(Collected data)

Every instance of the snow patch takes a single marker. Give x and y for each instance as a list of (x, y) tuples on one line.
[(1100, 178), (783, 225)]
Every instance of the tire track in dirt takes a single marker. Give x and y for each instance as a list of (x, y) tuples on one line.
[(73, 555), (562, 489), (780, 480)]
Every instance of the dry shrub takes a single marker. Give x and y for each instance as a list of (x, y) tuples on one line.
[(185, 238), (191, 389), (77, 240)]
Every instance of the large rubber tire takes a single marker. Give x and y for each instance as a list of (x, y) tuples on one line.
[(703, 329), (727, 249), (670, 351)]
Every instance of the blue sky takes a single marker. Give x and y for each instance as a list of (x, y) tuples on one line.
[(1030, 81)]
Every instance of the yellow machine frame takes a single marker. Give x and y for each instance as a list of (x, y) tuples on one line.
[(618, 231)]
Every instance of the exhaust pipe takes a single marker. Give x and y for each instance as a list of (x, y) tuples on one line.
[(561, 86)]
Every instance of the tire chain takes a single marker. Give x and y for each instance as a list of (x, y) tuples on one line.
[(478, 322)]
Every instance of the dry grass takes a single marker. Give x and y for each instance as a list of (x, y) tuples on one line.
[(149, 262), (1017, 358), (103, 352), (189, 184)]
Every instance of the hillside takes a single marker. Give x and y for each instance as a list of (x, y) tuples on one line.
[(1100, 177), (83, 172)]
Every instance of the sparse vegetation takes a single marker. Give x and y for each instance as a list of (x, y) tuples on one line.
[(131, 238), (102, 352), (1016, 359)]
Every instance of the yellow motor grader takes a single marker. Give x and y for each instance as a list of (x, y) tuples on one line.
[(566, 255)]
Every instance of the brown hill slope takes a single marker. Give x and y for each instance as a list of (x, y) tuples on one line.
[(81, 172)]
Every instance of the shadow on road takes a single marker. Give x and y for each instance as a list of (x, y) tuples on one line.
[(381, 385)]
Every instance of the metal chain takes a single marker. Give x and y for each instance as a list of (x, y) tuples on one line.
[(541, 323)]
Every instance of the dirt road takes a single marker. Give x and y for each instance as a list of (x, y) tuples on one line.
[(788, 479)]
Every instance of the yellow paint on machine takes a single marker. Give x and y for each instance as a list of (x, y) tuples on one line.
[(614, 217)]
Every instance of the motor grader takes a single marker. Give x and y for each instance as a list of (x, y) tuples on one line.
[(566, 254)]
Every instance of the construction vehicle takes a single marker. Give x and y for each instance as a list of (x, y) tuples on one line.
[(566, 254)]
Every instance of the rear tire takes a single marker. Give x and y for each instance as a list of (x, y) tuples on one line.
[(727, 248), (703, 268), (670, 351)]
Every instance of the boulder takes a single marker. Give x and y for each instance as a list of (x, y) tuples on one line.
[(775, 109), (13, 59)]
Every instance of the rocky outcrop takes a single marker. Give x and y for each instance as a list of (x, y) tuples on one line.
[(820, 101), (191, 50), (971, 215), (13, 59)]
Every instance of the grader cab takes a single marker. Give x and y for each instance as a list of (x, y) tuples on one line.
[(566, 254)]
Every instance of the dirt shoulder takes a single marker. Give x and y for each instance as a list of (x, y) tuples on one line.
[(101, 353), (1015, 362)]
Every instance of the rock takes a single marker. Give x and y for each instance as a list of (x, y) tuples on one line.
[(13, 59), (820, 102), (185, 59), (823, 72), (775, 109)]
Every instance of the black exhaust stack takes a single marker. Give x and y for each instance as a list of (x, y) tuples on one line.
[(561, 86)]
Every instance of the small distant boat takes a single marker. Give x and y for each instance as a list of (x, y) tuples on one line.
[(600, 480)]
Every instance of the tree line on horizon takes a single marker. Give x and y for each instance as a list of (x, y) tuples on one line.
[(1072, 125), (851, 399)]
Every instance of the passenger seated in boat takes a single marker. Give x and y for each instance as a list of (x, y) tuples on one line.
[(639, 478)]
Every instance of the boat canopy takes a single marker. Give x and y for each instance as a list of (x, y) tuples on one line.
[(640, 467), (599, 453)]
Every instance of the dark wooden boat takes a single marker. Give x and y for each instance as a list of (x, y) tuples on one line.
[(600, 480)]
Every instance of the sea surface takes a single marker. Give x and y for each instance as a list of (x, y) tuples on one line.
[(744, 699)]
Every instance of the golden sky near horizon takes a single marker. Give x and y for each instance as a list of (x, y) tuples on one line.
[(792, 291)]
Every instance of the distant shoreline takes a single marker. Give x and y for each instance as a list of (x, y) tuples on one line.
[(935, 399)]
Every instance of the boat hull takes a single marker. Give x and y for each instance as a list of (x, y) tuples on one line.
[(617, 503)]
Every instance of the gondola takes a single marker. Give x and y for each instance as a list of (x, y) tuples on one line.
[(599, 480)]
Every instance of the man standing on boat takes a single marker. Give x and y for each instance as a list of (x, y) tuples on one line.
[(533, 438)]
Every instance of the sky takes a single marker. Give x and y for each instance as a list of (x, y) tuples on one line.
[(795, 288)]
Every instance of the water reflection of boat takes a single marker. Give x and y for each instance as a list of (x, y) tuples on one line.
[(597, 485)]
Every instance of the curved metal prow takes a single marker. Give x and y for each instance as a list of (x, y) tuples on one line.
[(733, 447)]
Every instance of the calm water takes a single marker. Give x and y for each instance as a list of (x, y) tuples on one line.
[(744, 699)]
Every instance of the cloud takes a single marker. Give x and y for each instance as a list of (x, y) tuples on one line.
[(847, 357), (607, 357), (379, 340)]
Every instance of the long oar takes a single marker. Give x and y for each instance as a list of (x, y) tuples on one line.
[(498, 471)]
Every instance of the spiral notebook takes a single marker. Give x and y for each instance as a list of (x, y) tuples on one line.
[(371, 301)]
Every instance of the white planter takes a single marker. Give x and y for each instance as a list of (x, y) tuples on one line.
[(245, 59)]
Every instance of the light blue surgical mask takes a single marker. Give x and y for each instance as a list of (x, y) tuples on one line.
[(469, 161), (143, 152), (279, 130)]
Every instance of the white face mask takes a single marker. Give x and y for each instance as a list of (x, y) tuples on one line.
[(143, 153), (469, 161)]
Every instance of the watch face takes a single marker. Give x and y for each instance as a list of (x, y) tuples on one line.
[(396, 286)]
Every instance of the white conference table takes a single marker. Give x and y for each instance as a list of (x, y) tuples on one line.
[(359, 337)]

- [Your objective]: Repeat exactly, and only, the lines from the line containing "Every instance of the light" through the last line of the records above, both included.

- [The completed task]:
Every instance of the light blue surgical mask takes a single marker. Give x and y for each instance as a list of (x, y) tuples on one line.
[(469, 161), (143, 152), (279, 130)]
Every instance of the white face mask takes a single marker. Give x and y for each instance as a list of (x, y) tuples on one line.
[(143, 153), (469, 161)]
Every instance of the watch face takes a single marker. Give x and y for each instance as a list of (x, y) tuples on one line.
[(396, 286)]
Every instance of the white conference table takes a single marker. Give x and y for each instance as a list of (x, y) tuples on one line.
[(359, 337)]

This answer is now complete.